- Exercise:
Pick out every line in the items below that contains the word "broken" and copy each of those lines.

- Dataset records:
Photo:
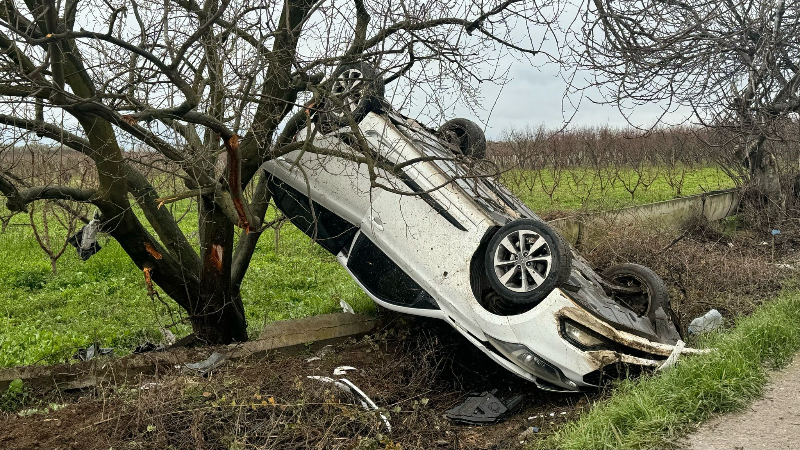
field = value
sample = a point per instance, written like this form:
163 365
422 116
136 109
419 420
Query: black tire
653 302
551 261
359 87
466 136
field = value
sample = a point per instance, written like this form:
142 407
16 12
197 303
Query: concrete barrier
715 205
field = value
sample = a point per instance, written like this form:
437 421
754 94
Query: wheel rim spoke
546 258
514 252
507 276
535 275
498 262
508 245
537 245
521 235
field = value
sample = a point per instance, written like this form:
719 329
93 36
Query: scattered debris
347 386
342 370
483 408
87 354
168 336
673 357
528 432
209 364
85 240
346 307
323 352
710 321
149 347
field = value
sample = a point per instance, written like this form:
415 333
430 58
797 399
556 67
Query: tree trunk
217 315
765 176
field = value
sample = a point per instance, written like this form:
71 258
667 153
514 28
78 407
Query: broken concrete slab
715 205
283 336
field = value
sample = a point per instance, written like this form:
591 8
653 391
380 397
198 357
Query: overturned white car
440 238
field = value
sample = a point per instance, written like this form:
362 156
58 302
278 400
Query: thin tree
735 64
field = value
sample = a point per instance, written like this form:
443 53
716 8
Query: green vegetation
46 318
609 189
653 411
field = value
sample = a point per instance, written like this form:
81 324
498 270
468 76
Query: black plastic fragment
484 408
84 253
87 354
149 347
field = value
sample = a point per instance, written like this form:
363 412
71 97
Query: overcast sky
536 95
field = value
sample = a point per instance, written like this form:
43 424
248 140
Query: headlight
582 337
533 363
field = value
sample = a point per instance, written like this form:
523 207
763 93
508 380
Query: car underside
437 235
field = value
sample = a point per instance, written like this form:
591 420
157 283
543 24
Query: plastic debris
148 347
346 307
483 408
347 386
87 354
710 321
672 359
168 336
85 240
208 364
342 370
323 352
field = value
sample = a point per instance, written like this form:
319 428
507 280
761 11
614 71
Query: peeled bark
217 315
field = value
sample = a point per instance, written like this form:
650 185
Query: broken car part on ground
448 241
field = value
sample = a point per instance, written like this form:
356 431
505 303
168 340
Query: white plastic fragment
673 357
167 336
348 387
342 370
346 307
710 321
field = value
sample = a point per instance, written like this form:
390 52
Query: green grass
653 411
582 188
45 318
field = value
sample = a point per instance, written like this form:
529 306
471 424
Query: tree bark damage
153 96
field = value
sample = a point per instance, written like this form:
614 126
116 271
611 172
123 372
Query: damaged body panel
452 245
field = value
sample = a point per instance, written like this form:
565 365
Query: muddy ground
415 370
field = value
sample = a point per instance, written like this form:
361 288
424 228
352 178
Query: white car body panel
431 250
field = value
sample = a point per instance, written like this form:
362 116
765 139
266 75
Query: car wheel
359 87
653 300
525 260
466 136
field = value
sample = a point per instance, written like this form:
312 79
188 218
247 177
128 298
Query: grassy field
582 188
45 318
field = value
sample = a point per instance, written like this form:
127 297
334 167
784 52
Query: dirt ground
413 372
770 423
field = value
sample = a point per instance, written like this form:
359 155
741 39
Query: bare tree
736 64
205 93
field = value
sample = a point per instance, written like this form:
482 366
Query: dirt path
772 422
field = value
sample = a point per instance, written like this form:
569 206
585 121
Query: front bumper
553 361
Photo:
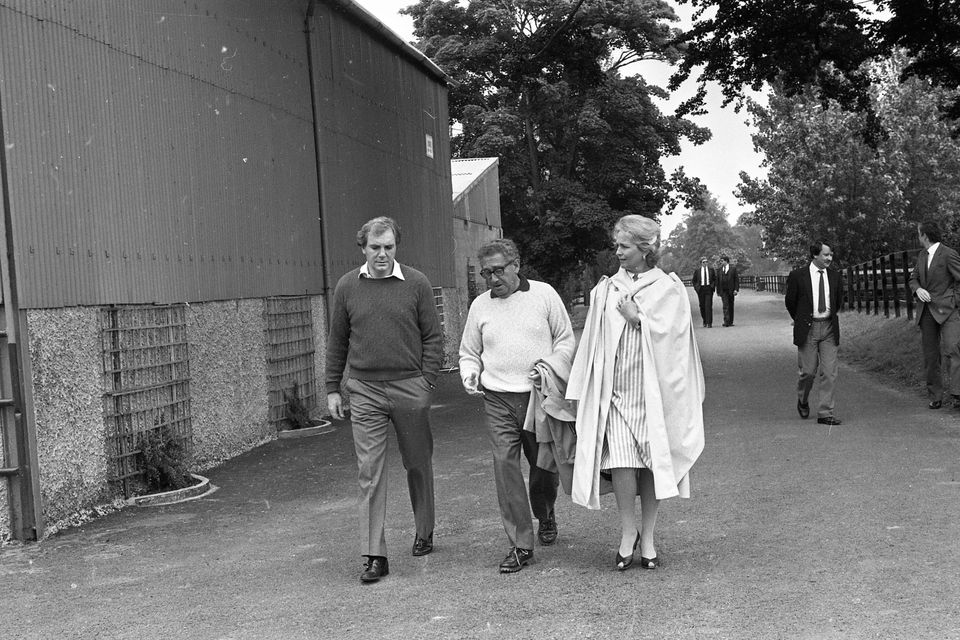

- Full solution:
Query: broken concrete slab
Query: broken car part on ground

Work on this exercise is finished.